## Your goal
Transcribe all the entries word for word, skipping the pictures.

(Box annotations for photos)
▬▬▬

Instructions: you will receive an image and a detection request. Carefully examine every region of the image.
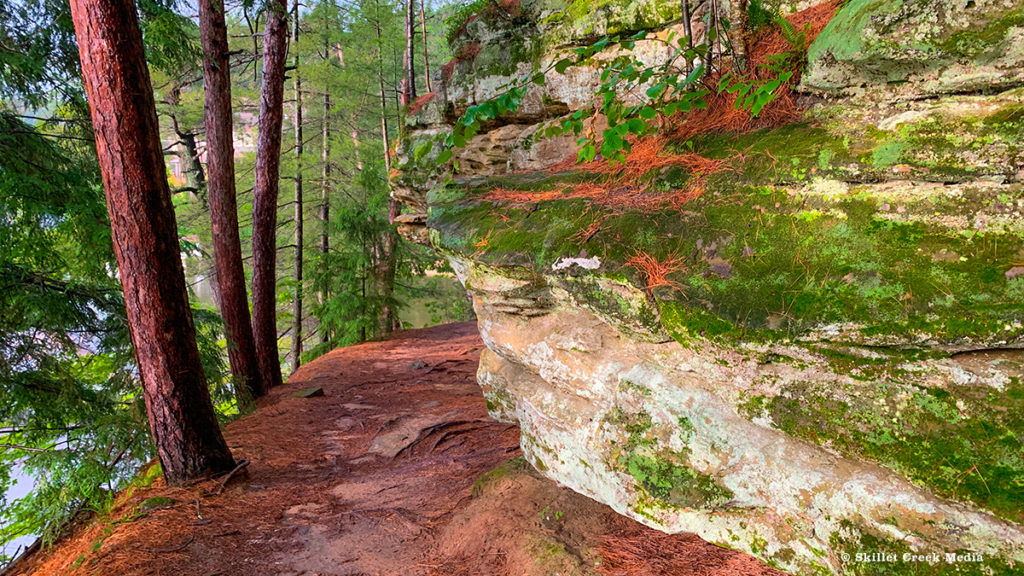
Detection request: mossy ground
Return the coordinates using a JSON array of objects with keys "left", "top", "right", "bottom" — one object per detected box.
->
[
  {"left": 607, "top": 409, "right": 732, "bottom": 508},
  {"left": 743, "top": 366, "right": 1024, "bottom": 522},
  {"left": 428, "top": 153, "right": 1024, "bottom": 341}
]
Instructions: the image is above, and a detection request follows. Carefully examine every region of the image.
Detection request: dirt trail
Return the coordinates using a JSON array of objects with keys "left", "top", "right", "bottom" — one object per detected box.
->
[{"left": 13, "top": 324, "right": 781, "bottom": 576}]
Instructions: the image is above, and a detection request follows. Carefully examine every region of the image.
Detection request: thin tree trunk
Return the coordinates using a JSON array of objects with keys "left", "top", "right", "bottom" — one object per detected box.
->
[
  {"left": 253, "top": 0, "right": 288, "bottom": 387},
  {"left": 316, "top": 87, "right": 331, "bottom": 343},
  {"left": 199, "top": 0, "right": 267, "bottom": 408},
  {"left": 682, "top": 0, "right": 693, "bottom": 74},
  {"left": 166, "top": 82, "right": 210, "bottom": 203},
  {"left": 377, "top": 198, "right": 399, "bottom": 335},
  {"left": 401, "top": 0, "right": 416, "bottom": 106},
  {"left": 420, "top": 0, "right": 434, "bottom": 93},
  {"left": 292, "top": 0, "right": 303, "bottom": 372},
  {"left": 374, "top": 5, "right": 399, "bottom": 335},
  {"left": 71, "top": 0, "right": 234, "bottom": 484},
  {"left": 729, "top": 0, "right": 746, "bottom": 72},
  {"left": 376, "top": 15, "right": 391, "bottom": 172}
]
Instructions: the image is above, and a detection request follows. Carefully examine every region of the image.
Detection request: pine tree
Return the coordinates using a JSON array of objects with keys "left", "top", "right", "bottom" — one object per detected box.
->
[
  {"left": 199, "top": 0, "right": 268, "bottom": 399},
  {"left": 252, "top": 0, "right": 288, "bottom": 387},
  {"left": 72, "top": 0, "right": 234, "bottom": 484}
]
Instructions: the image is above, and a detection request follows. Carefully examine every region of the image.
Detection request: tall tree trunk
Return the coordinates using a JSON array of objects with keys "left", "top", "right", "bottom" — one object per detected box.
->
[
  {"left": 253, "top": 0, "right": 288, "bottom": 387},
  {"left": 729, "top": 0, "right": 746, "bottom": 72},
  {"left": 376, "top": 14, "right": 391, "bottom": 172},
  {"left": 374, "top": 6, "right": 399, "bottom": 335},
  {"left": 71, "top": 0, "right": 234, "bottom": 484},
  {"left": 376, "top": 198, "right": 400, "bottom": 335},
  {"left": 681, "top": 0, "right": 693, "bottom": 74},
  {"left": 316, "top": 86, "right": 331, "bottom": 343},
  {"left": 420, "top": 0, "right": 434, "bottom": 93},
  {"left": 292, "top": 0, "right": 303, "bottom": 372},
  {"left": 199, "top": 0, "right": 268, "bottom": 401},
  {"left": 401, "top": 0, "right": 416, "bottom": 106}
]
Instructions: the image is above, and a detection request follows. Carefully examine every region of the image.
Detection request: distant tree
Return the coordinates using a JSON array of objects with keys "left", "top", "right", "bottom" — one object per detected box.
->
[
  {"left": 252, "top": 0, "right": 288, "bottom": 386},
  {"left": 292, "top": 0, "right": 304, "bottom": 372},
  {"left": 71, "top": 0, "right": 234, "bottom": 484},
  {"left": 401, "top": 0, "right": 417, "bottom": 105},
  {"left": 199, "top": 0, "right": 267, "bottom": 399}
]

▬▬▬

## Problem solution
Instructions: you will receive an image and a detection request. Carefully examine every region of the image.
Detection request: mossy ground
Return the coordinates using a JSON array of objects with keys "left", "top", "right", "bottom" — one object per detected box.
->
[
  {"left": 607, "top": 409, "right": 732, "bottom": 508},
  {"left": 743, "top": 366, "right": 1024, "bottom": 522},
  {"left": 428, "top": 153, "right": 1024, "bottom": 341}
]
Instructions: the image is above, and a detection request follows. Carefully examine every region of the image.
Detection request: dirt trail
Return the coordinates using a JSON array of objects with keys "left", "top", "right", "bottom" — one object per detected box.
->
[{"left": 13, "top": 324, "right": 781, "bottom": 576}]
Instructions: the image is above, and a detection request follows. Carefully examine every region of the image.
Detection request: thin tree trunk
Return the coordinates using a JSON array of objects with keys "left", "top", "right", "bottom" — one object per detected box.
->
[
  {"left": 253, "top": 0, "right": 288, "bottom": 387},
  {"left": 316, "top": 87, "right": 331, "bottom": 343},
  {"left": 199, "top": 0, "right": 267, "bottom": 408},
  {"left": 682, "top": 0, "right": 693, "bottom": 74},
  {"left": 166, "top": 82, "right": 210, "bottom": 203},
  {"left": 377, "top": 198, "right": 399, "bottom": 335},
  {"left": 401, "top": 0, "right": 416, "bottom": 106},
  {"left": 420, "top": 0, "right": 434, "bottom": 93},
  {"left": 292, "top": 0, "right": 303, "bottom": 372},
  {"left": 374, "top": 5, "right": 399, "bottom": 335},
  {"left": 71, "top": 0, "right": 234, "bottom": 484},
  {"left": 729, "top": 0, "right": 746, "bottom": 72},
  {"left": 376, "top": 15, "right": 391, "bottom": 172}
]
Instructions: the image is above, and a detection request follows. Carefully examine every region of the image.
Detection request: pine tree
Return the coordinates using a JSON array of objects with keys "left", "top", "right", "bottom" — one object per detected box.
->
[
  {"left": 199, "top": 0, "right": 268, "bottom": 399},
  {"left": 252, "top": 0, "right": 288, "bottom": 387},
  {"left": 72, "top": 0, "right": 234, "bottom": 484}
]
Instructions: the image is above, and a detection request follows. Carefully examine every region of the image.
Detection request: tall tree trunk
Return the coordinates using a JSON array of objects with keys "left", "top", "right", "bottom" — one object per detected box.
->
[
  {"left": 253, "top": 0, "right": 288, "bottom": 387},
  {"left": 729, "top": 0, "right": 746, "bottom": 72},
  {"left": 376, "top": 14, "right": 391, "bottom": 172},
  {"left": 374, "top": 6, "right": 399, "bottom": 335},
  {"left": 71, "top": 0, "right": 234, "bottom": 484},
  {"left": 376, "top": 198, "right": 400, "bottom": 335},
  {"left": 681, "top": 0, "right": 693, "bottom": 74},
  {"left": 316, "top": 86, "right": 331, "bottom": 343},
  {"left": 420, "top": 0, "right": 434, "bottom": 93},
  {"left": 292, "top": 0, "right": 303, "bottom": 372},
  {"left": 199, "top": 0, "right": 268, "bottom": 401},
  {"left": 401, "top": 0, "right": 416, "bottom": 106}
]
Instructions: the image is above, and a detection request follows. Carefully examine every region of the image.
Detection request: distant tree
Return the coordinates using a JSON array of objects with keys "left", "top", "right", "bottom" — one object per detected box.
->
[
  {"left": 252, "top": 0, "right": 288, "bottom": 386},
  {"left": 292, "top": 0, "right": 304, "bottom": 372},
  {"left": 71, "top": 0, "right": 234, "bottom": 484},
  {"left": 401, "top": 0, "right": 417, "bottom": 105},
  {"left": 199, "top": 0, "right": 267, "bottom": 399}
]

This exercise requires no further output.